* **Что нужно сделать**: Пожалуйста, процитируйте из текста о выставке Андрея Бодрова отрывок от слов «Март-апрель 2019 года» до слов «уже на чужбине.».

* **Предоставленный фрагмент**:
■ ■ ■
Живая линия образа

Живая линия образа

Выставка Андрея Бодрова в усадьбе Рождествено

Март-апрель 2019 года

 

Восходящее к античному Риму понятие «гения места» (genius loci) в наши дни становится особенно важным и актуальным именно для отечественной культуры. Опыт двадцатого века с его революциями и войнами, с вынужденной и добровольной эмиграцией писателей, художников, композиторов все чаще заставляет искать (и находить) то, что могло бы связать с родной почвой продолжительное пребывание на «других берегах» как форму существования, а порой и просто выживания человека, наделенного талантом. Или, вспоминая название другого знаменитого романа Владимира Набокова, даром… Даром творца, не понятого и не признанного на родине, или сложившегося и признанного уже на чужбине.

Имя классика русской литературы, 120-летие которого отмечается в нынешнем году, мы не раз будем вспоминать в связи с выставкой художника-графика Андрея Бодрова. Экспозиционное пространство музея-усадьбы Рождествено как возможного «гения места» семьи Набоковых — новая точка в уже солидной географии выставок петербургского мастера, сейчас заставившего ценителей его творчества увидеть в своих работах потаенную, скрытую до поры связь изображения и слова. В наши дни понятие «гения места» принято связывать с некой магической силой, связанной с судьбой его обитателей и явленной во вполне зримых, осязаемых приметах — будь то сохранившаяся старинная усадьба или просто природный ландшафт, хранящий память о тех, кто прославил эти места. По жестокой иронии судьбы усадьба Рождествено, где прошла жизнь старших родственников Владимира Владимировича Набокова, перешла по наследству будущему писателю в 1916 году, аккурат в канун революционных событий, круто изменивших судьбу одной семьи — и целой страны… Потому название выставки петербургского художника-графика Андрея Бодрова, открывшейся весной 2019 года в пространстве вновь обретенной для русской культуры усадьбы Рождествено, может быть отнесено не только к творчеству мастера, чьи произведения ранее экспонировались в Русском музее, Научно-исследовательском музее Российской Академии художеств и Дворце конгрессов в Стрельне, а также в различных городах России (назовем Вологду, Казань, Уфу, Чебоксары). «Живая линия образа» способна связать разные искусства — литературное и изобразительное, а вместе с ними времена и географические пространства.
■ ■ ■
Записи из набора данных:
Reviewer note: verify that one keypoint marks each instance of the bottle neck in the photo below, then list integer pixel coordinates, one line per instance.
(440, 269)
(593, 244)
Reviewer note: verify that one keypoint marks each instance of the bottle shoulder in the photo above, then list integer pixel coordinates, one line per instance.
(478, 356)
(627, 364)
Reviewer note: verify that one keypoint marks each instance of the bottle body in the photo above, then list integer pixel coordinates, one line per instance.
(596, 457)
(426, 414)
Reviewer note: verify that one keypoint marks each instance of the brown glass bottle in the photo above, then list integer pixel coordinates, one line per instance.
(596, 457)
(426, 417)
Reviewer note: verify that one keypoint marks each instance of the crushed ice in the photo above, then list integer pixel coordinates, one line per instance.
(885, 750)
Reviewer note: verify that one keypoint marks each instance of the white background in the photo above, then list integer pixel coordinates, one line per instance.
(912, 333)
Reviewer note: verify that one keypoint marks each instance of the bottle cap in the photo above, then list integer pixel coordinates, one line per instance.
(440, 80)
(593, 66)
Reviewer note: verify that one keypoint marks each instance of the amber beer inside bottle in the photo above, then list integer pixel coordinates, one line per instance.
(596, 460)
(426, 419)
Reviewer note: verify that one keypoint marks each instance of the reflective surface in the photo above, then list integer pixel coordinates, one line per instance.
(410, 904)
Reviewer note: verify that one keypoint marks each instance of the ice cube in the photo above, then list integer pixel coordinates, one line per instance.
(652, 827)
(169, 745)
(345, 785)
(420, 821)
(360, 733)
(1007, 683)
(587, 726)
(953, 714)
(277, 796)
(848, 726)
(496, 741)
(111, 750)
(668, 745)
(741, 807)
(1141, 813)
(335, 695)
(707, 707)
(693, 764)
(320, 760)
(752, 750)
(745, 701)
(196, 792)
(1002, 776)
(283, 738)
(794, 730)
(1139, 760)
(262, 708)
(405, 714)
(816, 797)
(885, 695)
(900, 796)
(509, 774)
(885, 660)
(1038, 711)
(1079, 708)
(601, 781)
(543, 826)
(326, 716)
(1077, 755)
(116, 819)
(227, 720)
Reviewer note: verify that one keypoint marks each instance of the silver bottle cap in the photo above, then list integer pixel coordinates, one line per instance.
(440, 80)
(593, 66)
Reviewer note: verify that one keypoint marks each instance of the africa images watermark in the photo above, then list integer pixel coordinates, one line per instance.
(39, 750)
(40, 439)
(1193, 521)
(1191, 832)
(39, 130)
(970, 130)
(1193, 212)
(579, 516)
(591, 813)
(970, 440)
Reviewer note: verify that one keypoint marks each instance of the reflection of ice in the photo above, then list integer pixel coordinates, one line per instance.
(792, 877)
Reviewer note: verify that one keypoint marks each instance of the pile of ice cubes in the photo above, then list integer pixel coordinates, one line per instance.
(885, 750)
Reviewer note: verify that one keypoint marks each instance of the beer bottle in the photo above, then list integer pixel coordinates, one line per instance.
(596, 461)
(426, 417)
■ ■ ■
* **Ожидаемый ответ**:
Март-апрель 2019 года

 

Восходящее к античному Риму понятие «гения места» (genius loci) в наши дни становится особенно важным и актуальным именно для отечественной культуры. Опыт двадцатого века с его революциями и войнами, с вынужденной и добровольной эмиграцией писателей, художников, композиторов все чаще заставляет искать (и находить) то, что могло бы связать с родной почвой продолжительное пребывание на «других берегах» как форму существования, а порой и просто выживания человека, наделенного талантом. Или, вспоминая название другого знаменитого романа Владимира Набокова, даром… Даром творца, не понятого и не признанного на родине, или сложившегося и признанного уже на чужбине.